WHAT NEEDS TO BE DONE | Find the string "detect" in the entries and copy each line that has it.

SUPPLIED MATERIAL |
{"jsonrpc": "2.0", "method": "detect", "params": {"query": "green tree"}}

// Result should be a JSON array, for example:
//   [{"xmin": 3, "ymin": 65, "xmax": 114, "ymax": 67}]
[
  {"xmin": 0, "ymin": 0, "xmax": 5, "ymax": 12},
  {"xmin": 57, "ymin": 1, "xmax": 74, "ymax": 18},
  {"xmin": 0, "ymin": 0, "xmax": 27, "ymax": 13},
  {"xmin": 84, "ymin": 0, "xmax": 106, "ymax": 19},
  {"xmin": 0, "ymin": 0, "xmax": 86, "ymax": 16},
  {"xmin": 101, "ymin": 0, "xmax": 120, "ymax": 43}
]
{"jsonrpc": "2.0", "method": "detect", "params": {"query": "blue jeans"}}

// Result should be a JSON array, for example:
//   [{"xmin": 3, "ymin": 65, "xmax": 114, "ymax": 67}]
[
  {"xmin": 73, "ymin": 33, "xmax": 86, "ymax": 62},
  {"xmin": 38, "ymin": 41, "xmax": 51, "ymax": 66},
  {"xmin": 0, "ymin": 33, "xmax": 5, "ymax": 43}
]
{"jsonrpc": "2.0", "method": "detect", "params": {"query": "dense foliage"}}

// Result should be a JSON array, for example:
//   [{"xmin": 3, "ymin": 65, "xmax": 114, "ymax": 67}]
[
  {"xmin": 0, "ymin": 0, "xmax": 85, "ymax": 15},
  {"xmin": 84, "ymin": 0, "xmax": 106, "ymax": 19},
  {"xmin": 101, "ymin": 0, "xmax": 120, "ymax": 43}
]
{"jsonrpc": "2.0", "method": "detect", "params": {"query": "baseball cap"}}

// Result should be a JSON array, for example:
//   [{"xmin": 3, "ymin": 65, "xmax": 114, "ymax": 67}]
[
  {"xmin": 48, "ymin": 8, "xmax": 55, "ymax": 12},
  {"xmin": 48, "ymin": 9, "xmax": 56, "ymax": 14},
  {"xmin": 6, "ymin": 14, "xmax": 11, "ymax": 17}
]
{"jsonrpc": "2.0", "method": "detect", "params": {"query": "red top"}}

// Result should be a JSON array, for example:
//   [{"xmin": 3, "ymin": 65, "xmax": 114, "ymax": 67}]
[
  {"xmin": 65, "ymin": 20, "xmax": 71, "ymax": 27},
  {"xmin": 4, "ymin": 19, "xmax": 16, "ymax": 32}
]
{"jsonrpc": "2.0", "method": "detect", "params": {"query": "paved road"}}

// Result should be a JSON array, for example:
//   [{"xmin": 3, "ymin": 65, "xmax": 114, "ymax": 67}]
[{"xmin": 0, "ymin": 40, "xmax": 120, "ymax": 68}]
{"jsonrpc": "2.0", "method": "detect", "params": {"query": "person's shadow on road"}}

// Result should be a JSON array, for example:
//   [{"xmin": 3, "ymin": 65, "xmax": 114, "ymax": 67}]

EXERCISE OUTPUT |
{"jsonrpc": "2.0", "method": "detect", "params": {"query": "green tree"}}
{"jsonrpc": "2.0", "method": "detect", "params": {"query": "blue jeans"}}
{"jsonrpc": "2.0", "method": "detect", "params": {"query": "dense foliage"}}
{"jsonrpc": "2.0", "method": "detect", "params": {"query": "baseball cap"}}
{"jsonrpc": "2.0", "method": "detect", "params": {"query": "red top"}}
{"jsonrpc": "2.0", "method": "detect", "params": {"query": "paved road"}}
{"jsonrpc": "2.0", "method": "detect", "params": {"query": "person's shadow on road"}}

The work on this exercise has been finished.